• What you are asked to do: Exact copies are required of the lines from the line containing "Objective — one marker on every instance of the hat" through the final line of the listing, both included, and of no other lines.
── Supplied data
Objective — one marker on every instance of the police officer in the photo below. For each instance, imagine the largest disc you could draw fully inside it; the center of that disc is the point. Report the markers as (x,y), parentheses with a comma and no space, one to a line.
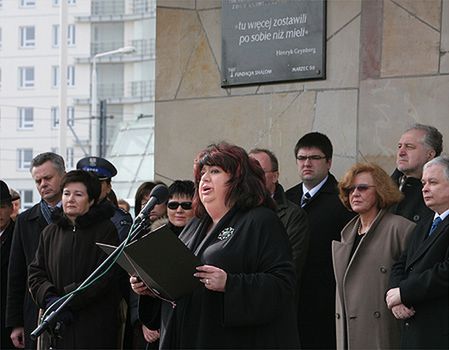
(105,171)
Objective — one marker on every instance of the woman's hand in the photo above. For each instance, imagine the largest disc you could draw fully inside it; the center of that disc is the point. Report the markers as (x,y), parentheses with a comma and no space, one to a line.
(212,277)
(139,287)
(402,312)
(150,335)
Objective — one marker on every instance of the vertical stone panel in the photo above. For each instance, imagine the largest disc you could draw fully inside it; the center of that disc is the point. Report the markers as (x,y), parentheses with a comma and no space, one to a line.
(410,47)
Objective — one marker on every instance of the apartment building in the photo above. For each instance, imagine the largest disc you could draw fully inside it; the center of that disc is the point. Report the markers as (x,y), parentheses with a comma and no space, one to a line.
(29,87)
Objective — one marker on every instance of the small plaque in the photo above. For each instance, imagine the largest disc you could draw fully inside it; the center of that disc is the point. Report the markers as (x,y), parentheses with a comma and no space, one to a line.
(267,41)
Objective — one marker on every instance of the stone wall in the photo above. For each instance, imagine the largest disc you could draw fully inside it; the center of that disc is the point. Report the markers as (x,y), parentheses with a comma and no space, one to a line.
(387,67)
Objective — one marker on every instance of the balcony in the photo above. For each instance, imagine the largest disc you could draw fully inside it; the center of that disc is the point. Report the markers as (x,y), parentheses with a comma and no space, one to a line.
(145,50)
(119,10)
(120,93)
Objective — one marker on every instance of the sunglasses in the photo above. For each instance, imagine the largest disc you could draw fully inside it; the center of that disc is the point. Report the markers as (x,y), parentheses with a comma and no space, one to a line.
(184,205)
(315,157)
(360,188)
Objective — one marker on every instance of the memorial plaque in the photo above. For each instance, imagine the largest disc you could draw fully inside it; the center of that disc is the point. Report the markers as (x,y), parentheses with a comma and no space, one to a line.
(267,41)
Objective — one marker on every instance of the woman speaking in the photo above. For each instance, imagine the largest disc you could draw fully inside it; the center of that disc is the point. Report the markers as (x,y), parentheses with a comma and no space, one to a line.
(249,282)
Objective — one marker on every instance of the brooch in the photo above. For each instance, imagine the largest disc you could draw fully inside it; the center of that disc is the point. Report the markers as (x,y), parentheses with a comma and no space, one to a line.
(226,233)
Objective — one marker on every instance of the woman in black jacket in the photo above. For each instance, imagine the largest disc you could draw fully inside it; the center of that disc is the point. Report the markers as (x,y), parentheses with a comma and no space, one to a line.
(67,255)
(247,297)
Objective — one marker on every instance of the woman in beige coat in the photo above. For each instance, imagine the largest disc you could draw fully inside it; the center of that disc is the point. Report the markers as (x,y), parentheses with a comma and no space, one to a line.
(370,243)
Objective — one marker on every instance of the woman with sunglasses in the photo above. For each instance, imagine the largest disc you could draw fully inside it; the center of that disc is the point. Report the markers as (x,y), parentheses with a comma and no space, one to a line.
(179,205)
(248,294)
(362,260)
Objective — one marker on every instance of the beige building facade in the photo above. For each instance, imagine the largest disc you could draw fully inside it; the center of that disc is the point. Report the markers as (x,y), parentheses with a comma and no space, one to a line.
(387,68)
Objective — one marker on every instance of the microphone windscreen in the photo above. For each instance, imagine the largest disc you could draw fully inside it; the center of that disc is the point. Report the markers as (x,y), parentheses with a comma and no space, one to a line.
(160,192)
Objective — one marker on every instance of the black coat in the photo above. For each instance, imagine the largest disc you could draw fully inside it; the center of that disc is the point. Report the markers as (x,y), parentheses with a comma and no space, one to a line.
(66,256)
(422,275)
(5,241)
(316,311)
(296,224)
(257,308)
(21,311)
(412,205)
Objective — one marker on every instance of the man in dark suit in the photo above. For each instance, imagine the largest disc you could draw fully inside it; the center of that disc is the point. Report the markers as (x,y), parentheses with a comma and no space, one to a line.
(47,170)
(293,217)
(318,195)
(419,281)
(6,232)
(419,144)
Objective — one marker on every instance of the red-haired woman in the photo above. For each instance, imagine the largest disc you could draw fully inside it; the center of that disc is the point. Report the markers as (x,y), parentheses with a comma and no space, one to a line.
(249,281)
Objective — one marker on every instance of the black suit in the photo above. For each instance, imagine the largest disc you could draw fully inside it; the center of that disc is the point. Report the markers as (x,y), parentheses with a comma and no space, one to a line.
(422,274)
(21,311)
(316,312)
(5,239)
(412,206)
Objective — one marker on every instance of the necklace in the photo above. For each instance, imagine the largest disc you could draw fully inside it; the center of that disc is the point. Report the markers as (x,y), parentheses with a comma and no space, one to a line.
(359,230)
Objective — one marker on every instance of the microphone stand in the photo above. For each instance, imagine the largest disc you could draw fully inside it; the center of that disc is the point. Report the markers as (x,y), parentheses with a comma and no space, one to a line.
(134,231)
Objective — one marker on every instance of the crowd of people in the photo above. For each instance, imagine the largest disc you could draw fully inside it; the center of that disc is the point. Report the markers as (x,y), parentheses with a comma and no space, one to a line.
(361,263)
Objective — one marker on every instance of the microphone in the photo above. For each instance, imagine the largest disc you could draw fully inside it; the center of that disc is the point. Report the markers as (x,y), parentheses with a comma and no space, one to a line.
(158,195)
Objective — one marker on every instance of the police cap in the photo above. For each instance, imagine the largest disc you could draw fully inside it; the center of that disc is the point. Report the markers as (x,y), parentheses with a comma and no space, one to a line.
(100,166)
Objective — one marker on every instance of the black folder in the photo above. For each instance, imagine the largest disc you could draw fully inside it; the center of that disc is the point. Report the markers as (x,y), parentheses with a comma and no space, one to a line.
(162,261)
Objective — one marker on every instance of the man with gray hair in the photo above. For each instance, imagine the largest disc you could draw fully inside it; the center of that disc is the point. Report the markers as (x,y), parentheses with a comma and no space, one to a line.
(419,144)
(419,280)
(47,170)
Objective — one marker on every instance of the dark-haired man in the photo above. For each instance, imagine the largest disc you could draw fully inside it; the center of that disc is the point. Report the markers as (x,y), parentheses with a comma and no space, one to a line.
(419,280)
(6,232)
(292,216)
(317,194)
(419,144)
(47,170)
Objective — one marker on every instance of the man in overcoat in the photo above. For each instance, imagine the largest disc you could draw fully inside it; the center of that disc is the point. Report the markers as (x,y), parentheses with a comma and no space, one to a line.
(317,194)
(47,170)
(419,282)
(6,232)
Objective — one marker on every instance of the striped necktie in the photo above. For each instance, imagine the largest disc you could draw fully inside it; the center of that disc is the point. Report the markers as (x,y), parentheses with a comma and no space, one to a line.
(435,224)
(305,199)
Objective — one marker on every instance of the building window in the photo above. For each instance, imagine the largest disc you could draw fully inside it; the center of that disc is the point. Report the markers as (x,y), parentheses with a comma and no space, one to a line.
(71,75)
(24,158)
(26,199)
(71,116)
(26,117)
(55,76)
(71,35)
(26,77)
(55,116)
(69,2)
(69,160)
(27,3)
(27,36)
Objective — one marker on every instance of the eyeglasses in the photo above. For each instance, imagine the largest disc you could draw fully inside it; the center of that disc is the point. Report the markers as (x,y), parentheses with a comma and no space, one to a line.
(311,158)
(184,205)
(360,188)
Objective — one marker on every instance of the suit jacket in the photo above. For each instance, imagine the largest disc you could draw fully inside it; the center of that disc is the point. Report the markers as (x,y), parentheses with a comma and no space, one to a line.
(5,241)
(362,317)
(21,311)
(296,223)
(422,274)
(412,205)
(316,311)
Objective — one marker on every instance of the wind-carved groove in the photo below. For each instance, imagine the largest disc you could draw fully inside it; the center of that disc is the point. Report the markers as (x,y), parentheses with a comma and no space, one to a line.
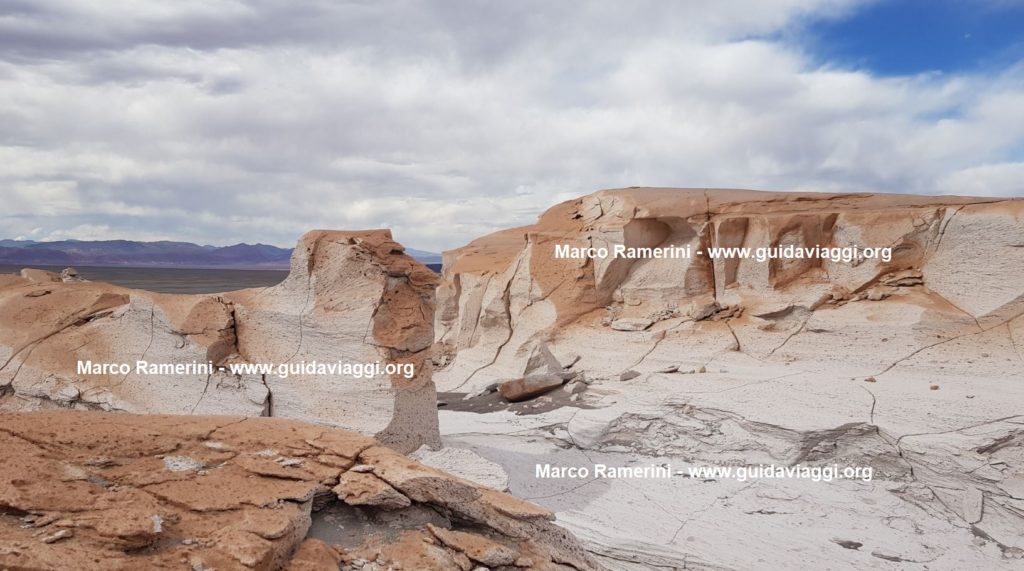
(506,301)
(875,402)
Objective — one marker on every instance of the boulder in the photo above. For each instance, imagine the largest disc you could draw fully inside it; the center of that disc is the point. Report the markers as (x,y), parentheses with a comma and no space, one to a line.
(529,387)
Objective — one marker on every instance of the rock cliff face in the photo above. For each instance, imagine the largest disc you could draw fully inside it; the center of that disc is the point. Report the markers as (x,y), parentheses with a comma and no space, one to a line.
(350,297)
(505,294)
(912,366)
(95,490)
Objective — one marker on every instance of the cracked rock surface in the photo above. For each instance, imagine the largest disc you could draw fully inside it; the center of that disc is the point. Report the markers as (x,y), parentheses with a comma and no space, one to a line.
(913,367)
(98,490)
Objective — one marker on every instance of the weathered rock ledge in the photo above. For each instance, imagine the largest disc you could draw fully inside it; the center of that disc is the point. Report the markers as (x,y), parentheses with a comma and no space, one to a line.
(350,297)
(98,490)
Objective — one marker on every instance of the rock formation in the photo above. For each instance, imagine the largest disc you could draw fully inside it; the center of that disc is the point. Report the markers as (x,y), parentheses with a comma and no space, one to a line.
(99,490)
(350,297)
(911,365)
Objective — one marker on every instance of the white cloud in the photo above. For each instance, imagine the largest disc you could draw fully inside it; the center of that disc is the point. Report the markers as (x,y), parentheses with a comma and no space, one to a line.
(222,122)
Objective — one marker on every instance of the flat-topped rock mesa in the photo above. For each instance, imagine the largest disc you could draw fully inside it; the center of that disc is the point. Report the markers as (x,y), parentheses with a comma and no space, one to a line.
(97,490)
(350,297)
(506,294)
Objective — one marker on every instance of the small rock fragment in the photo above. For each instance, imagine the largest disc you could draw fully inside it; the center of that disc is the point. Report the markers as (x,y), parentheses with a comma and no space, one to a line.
(631,324)
(54,537)
(629,375)
(528,387)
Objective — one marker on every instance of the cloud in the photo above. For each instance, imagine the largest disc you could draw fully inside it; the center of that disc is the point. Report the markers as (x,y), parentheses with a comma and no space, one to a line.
(224,122)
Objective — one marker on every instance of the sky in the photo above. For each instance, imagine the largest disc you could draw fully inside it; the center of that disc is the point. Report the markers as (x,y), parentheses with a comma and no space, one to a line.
(226,121)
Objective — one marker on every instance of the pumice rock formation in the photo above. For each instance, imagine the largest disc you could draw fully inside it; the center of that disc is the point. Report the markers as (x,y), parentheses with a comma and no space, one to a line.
(350,297)
(99,490)
(911,366)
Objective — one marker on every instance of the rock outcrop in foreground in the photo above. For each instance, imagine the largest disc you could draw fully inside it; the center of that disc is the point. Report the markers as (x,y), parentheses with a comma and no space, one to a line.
(96,490)
(350,297)
(911,366)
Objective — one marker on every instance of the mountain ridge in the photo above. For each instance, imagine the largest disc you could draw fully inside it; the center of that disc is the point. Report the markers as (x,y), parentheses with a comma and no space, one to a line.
(156,254)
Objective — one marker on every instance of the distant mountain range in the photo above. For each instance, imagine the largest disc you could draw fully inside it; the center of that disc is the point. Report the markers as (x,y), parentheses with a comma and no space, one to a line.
(155,254)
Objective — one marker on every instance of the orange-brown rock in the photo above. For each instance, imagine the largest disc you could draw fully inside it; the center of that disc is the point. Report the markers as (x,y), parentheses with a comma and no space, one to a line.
(351,299)
(97,490)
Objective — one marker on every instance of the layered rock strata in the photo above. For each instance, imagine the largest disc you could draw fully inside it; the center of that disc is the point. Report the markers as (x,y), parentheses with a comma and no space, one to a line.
(911,366)
(350,298)
(97,490)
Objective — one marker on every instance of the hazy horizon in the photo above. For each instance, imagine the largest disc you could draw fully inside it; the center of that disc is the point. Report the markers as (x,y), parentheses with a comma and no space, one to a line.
(253,122)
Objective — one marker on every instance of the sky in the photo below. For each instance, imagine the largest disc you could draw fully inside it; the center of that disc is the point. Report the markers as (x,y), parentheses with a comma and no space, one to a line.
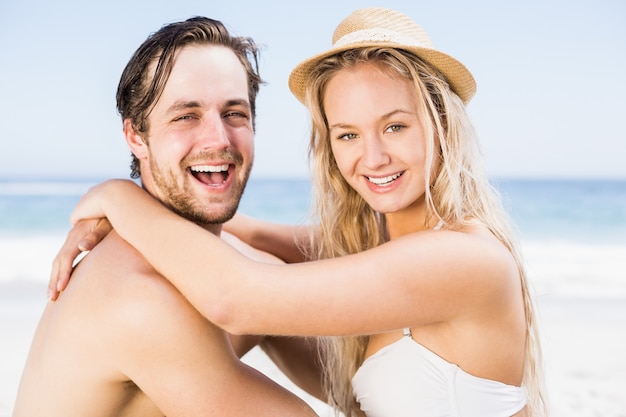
(551,76)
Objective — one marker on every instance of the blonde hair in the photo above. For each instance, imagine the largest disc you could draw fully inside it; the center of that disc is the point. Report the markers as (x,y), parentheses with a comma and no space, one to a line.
(457,193)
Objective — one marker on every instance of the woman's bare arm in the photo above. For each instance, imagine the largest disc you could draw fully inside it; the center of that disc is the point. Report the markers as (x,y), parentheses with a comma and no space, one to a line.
(421,278)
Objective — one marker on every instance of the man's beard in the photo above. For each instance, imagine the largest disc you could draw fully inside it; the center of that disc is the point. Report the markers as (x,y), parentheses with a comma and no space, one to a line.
(181,199)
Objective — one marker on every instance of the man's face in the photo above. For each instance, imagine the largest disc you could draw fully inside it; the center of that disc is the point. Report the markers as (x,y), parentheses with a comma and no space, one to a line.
(200,145)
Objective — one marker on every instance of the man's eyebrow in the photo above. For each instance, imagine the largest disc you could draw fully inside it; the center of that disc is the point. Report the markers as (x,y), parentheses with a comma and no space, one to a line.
(238,102)
(183,105)
(194,104)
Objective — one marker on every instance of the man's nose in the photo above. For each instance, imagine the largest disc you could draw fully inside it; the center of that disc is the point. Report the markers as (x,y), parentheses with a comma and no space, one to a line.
(213,133)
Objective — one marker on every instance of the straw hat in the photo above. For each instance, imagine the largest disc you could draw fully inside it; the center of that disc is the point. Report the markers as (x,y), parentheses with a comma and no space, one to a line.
(388,28)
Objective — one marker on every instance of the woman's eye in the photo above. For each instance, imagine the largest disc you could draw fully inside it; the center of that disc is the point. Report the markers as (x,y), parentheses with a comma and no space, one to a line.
(347,136)
(395,128)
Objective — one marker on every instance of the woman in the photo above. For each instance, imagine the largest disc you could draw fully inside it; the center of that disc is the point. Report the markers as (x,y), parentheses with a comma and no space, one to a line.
(415,274)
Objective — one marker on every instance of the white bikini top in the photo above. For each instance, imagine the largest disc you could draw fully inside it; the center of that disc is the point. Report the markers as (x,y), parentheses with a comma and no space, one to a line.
(406,379)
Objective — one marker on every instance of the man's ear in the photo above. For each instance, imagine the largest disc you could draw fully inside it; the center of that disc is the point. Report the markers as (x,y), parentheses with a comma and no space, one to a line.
(135,142)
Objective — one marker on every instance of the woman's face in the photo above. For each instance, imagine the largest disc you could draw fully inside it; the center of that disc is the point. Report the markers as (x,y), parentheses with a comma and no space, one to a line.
(377,137)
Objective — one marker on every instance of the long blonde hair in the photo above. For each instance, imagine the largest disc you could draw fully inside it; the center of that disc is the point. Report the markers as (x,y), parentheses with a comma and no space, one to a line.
(457,193)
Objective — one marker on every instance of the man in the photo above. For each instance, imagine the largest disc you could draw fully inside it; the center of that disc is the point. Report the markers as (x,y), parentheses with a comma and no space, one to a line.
(121,341)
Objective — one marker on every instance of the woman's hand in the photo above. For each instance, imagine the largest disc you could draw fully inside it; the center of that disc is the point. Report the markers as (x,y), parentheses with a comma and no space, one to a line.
(90,226)
(83,237)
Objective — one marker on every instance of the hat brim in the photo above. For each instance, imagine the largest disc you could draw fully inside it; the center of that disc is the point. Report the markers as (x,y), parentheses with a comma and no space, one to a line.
(459,78)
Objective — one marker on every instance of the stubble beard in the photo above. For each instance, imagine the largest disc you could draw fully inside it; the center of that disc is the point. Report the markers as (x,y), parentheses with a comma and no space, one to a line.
(181,199)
────
• Exercise response:
Objective — one marker on every instance of the hat brim in the photo above. For each instance, imagine the largest disc you could draw fully inside it; the center of that disc is the point. Report the markers as (x,y), parentheses with a comma and no space, one to a line.
(459,78)
Objective — one marker on every instance of the stubble beard in the photo above. For each instance, imagine the largest disc you could draw fully inside it; the center of that disc is the point. Report the markers as (x,y), parentheses with a comma and no space, one to a line.
(181,199)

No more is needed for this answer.